A typical week this spring: barn chores at 5:30 AM, school by 7:30, FFA chapter meeting at lunch, softball practice until 5:30, home by 6, homework and SAE records until 9, up again at 5. That’s not a complaint — it’s just the schedule. This is how I make it work, and what I’d tell any underclassman who’s staring down a similar week.

I’ve never met anyone from West Texas agriculture who thought the solution to a full schedule was to drop something. You figure out how to do it all or you figure out how to do it better. The “do it better” part is what this post is about.

The Honest Picture of the Schedule

For context: I run a show pig project year-round, which means daily barn chores regardless of what else is happening. During show season, that expands to include exercise walks, washing sessions, conditioning work, and prep that adds another hour or more each day. I compete in FFA, which has its own calendar of meetings, CDEs, and application deadlines. I play softball, which means practice most weekday afternoons during season and off-season training I fit in where I can. And I’m a high school senior with actual grades that matter for what comes next.

None of these things care what the others need from you. Show season doesn’t reschedule for playoffs. Application deadlines don’t move because you had a long practice. Finals week happens whether or not your pig needs extra conditioning work that week.

That overlap is the whole challenge. Here’s how I work through it.
——
TASK SET:
1. Reproduce the records verbatim, from the line containing "Target: front side window" through the end of the records, including both of those lines.
2. Continue the post about balancing a show pig project, FFA, softball, and schoolwork, starting after its final sentence.

INPUT ROWS:
——
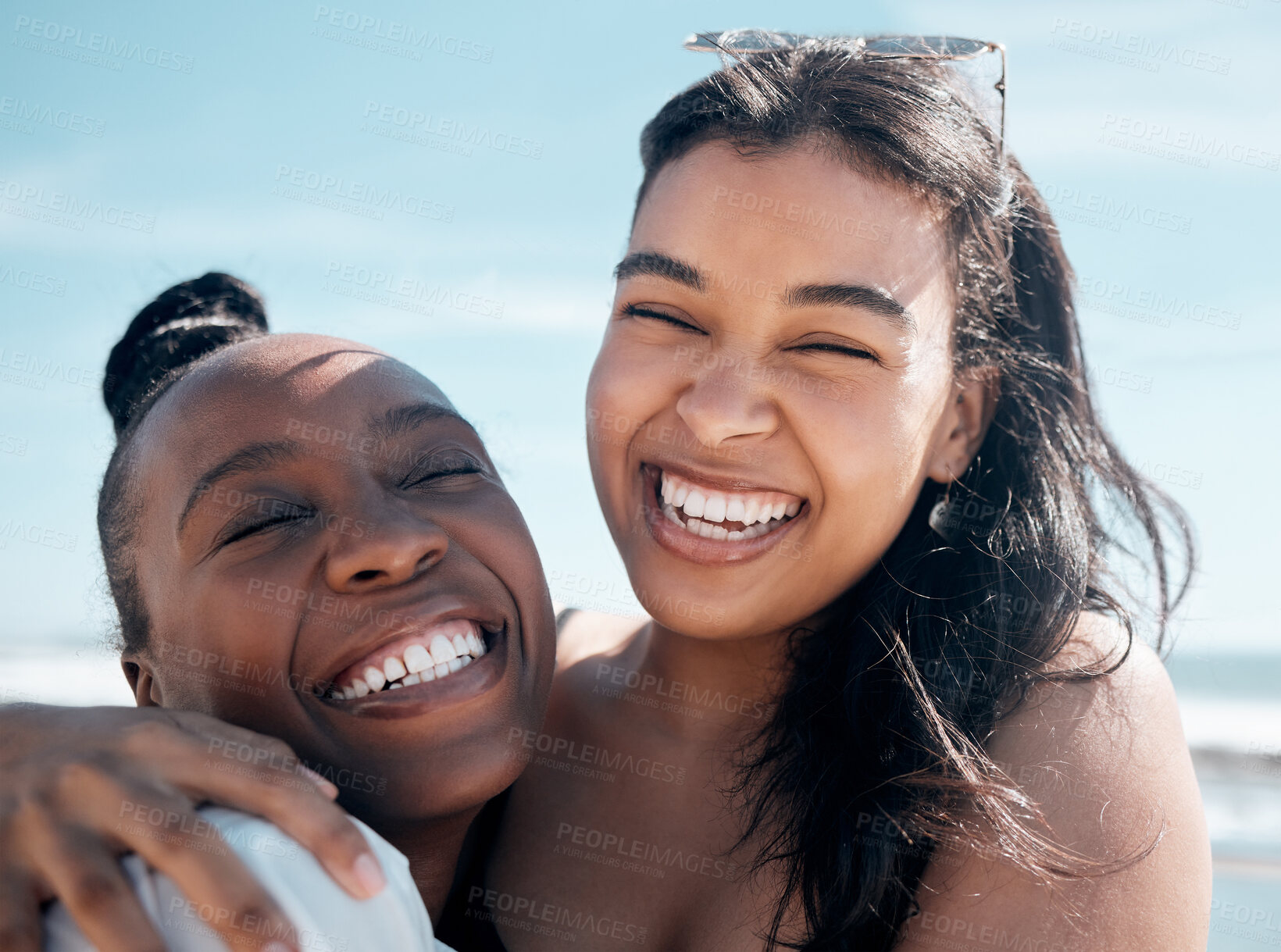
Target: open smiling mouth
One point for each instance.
(740, 520)
(426, 655)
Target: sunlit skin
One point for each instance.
(833, 404)
(732, 383)
(364, 532)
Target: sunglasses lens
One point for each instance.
(926, 46)
(742, 41)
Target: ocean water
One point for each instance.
(1231, 714)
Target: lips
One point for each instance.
(426, 647)
(708, 520)
(416, 656)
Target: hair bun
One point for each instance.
(178, 327)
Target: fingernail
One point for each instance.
(369, 875)
(326, 786)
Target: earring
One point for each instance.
(944, 520)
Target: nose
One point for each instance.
(726, 402)
(392, 547)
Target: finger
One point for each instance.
(20, 911)
(173, 838)
(92, 887)
(277, 795)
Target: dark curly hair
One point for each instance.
(181, 327)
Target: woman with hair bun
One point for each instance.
(860, 486)
(416, 636)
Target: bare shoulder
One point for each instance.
(587, 633)
(1106, 761)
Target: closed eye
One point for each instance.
(442, 468)
(840, 349)
(287, 515)
(640, 310)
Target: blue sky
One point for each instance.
(184, 140)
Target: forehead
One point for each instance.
(792, 218)
(269, 388)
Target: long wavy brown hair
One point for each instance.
(874, 760)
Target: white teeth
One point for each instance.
(714, 510)
(442, 650)
(416, 658)
(394, 668)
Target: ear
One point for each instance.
(146, 692)
(961, 430)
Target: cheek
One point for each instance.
(630, 381)
(866, 449)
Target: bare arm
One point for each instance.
(82, 786)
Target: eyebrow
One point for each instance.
(244, 460)
(394, 423)
(401, 420)
(838, 295)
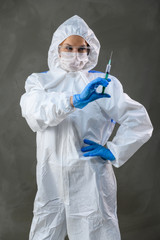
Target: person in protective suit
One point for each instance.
(73, 121)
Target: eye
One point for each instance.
(82, 49)
(69, 48)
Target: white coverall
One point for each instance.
(77, 195)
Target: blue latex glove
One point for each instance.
(96, 149)
(89, 93)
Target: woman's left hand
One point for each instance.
(96, 149)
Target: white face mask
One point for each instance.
(73, 61)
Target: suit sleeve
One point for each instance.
(135, 126)
(43, 109)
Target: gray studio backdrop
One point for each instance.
(129, 28)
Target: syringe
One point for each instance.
(108, 68)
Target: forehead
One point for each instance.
(74, 40)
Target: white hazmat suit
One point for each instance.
(77, 195)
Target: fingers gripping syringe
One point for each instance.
(108, 68)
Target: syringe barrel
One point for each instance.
(108, 68)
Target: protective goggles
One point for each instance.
(70, 48)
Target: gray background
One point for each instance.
(131, 30)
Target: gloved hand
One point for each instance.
(89, 93)
(96, 149)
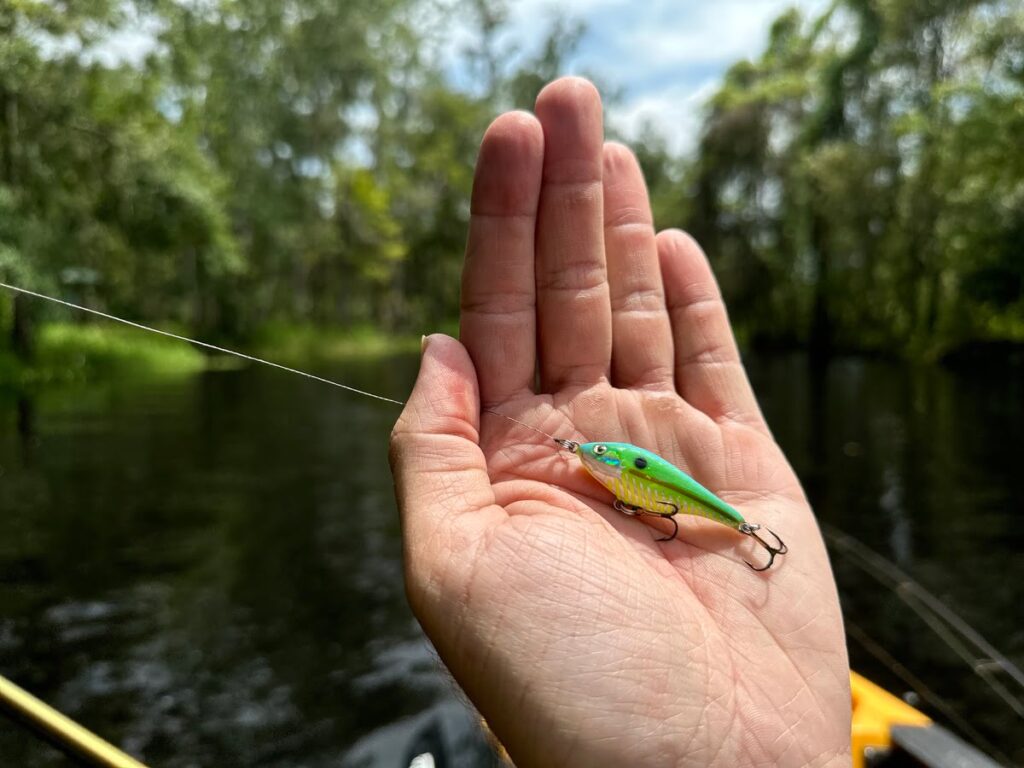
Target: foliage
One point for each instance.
(308, 164)
(862, 184)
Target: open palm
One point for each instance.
(582, 639)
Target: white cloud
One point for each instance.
(674, 113)
(667, 55)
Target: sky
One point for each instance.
(668, 56)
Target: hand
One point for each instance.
(580, 638)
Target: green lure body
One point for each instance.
(650, 484)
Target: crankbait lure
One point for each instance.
(643, 482)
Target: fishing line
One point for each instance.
(939, 616)
(203, 344)
(568, 444)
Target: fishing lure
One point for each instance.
(643, 482)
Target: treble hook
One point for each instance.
(751, 530)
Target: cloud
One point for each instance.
(668, 56)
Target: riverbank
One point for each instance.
(69, 352)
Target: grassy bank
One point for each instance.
(65, 352)
(68, 353)
(308, 344)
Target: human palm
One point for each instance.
(582, 639)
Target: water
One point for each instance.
(207, 570)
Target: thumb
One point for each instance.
(439, 471)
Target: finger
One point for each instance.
(498, 322)
(441, 481)
(641, 350)
(710, 374)
(573, 314)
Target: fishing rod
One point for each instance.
(951, 629)
(64, 733)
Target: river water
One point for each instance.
(207, 569)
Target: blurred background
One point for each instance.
(202, 561)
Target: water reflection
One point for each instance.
(208, 570)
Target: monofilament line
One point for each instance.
(203, 344)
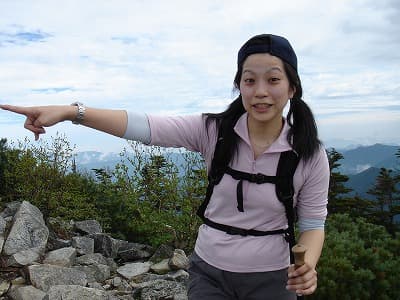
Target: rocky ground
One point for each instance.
(57, 260)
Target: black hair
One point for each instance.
(302, 135)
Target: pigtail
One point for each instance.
(303, 133)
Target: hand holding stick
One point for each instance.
(299, 252)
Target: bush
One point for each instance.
(359, 261)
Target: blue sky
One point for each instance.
(178, 57)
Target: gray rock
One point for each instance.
(10, 210)
(95, 273)
(163, 289)
(4, 286)
(28, 292)
(45, 276)
(61, 228)
(74, 292)
(162, 267)
(163, 252)
(28, 230)
(83, 244)
(54, 243)
(105, 245)
(133, 251)
(179, 260)
(88, 227)
(131, 270)
(64, 257)
(91, 259)
(24, 257)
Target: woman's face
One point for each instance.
(265, 88)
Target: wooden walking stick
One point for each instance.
(299, 252)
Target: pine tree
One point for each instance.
(387, 199)
(337, 188)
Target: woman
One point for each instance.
(255, 133)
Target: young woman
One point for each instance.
(228, 264)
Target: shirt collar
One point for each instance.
(279, 145)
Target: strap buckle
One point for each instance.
(257, 178)
(237, 231)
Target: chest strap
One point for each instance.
(284, 190)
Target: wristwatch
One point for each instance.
(80, 115)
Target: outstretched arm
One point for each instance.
(38, 117)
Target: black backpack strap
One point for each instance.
(287, 165)
(215, 174)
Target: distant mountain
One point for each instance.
(360, 183)
(88, 160)
(363, 157)
(362, 164)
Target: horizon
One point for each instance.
(179, 57)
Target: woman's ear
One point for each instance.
(292, 91)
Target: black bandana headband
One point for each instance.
(268, 43)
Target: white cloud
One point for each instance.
(179, 56)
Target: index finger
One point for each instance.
(17, 109)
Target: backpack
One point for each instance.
(283, 181)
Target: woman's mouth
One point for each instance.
(261, 107)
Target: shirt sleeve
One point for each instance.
(181, 131)
(312, 199)
(137, 128)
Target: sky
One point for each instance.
(179, 57)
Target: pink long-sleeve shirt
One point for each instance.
(262, 209)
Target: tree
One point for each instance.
(360, 260)
(337, 182)
(387, 199)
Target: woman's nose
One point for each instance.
(261, 90)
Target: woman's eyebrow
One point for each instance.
(267, 71)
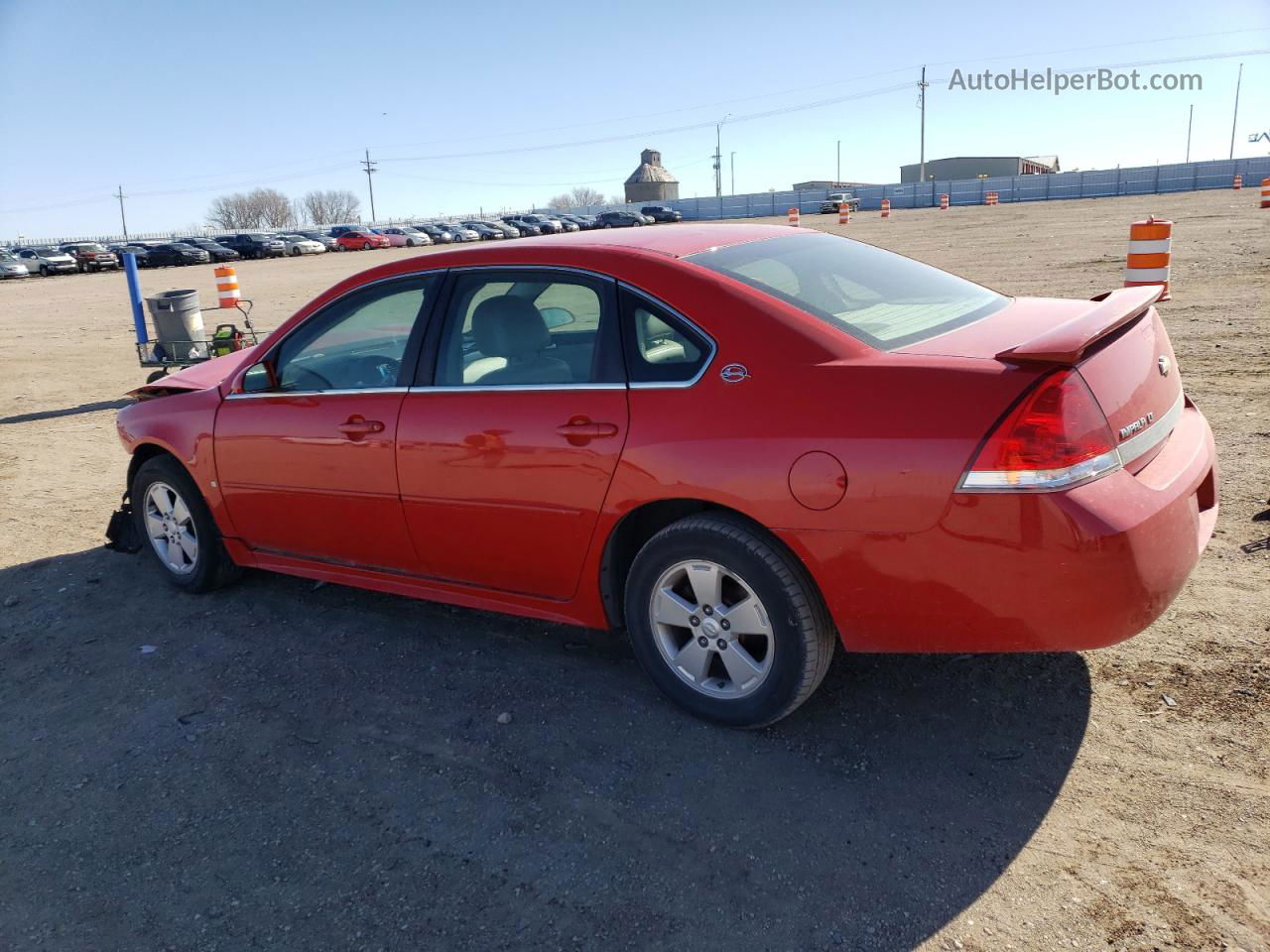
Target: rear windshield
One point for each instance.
(879, 298)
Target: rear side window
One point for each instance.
(659, 347)
(879, 298)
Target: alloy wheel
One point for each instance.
(171, 529)
(711, 629)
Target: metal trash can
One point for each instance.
(178, 322)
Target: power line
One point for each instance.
(123, 221)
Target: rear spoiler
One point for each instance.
(1067, 343)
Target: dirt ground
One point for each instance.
(281, 766)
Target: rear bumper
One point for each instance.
(1052, 571)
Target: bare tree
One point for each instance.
(584, 194)
(232, 212)
(329, 207)
(578, 197)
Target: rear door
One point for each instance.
(307, 462)
(506, 448)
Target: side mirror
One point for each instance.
(259, 379)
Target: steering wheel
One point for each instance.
(373, 371)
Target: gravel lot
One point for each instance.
(298, 767)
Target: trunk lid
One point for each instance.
(1116, 341)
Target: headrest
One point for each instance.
(509, 326)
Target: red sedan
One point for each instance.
(359, 241)
(740, 444)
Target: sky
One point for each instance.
(486, 105)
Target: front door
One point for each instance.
(506, 452)
(307, 460)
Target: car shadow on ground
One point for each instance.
(316, 767)
(67, 412)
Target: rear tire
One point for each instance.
(779, 620)
(178, 529)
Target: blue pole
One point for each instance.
(139, 315)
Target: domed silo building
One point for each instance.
(651, 181)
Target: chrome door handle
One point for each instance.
(358, 426)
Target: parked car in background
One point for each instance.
(254, 244)
(404, 236)
(214, 249)
(91, 257)
(584, 222)
(837, 199)
(48, 261)
(437, 235)
(661, 212)
(299, 245)
(178, 253)
(619, 220)
(140, 252)
(10, 267)
(486, 231)
(458, 232)
(545, 223)
(326, 240)
(524, 227)
(359, 240)
(566, 223)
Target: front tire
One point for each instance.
(725, 622)
(173, 517)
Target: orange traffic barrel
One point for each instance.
(226, 287)
(1150, 252)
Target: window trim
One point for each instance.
(712, 347)
(409, 357)
(608, 341)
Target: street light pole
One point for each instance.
(719, 157)
(123, 221)
(1191, 119)
(370, 169)
(921, 99)
(1234, 118)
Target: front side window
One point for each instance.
(524, 329)
(879, 298)
(357, 343)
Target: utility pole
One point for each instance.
(1236, 117)
(921, 103)
(370, 169)
(719, 157)
(123, 221)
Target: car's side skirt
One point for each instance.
(414, 587)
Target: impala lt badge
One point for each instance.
(1139, 424)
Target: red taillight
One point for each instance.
(1056, 436)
——
RESULTS:
1.
Target: front side window
One point for each instance.
(524, 329)
(879, 298)
(357, 343)
Target: utility pole
One point for each instance.
(1236, 117)
(921, 103)
(370, 169)
(719, 157)
(123, 221)
Target: car's side skirt
One point for each instance.
(414, 587)
Target: impala lt badge
One point for each instance.
(1139, 424)
Target: red taillight
One point for each instance.
(1056, 436)

2.
Build Around the Fixed Points First

The first thing I do at the start of any season or semester is lay out everything that’s truly fixed — the dates I can’t move. Show dates. Game schedule. Application deadlines. Finals and major tests. These go on a calendar first, and everything else builds around them.

This sounds obvious, but most scheduling problems come from treating fixed deadlines as flexible until they’re not. When I can see county fair week and the regional softball tournament in the same two-week stretch, I know three weeks in advance that those two weeks are going to require everything I have. I can prepare for that — front-load FFA work, make sure my pig is in shape before that crunch, let my coach know what’s happening.

If you don’t have the whole picture laid out, you’re always reacting. Once you have it, you can plan.

Protect the Non-Negotiables

Some things have to happen no matter what. Barn chores are non-negotiable — my pig doesn’t get fed based on how my day went. That one’s fixed. I built everything else around it.

Sleep is also non-negotiable, even though it’s the first thing students sacrifice when things get busy. I run on 7–8 hours as a floor. Below that, my judgment goes, my athletic performance drops, and I make worse decisions about everything else. It is not a luxury. It is the infrastructure that makes the rest of the schedule possible.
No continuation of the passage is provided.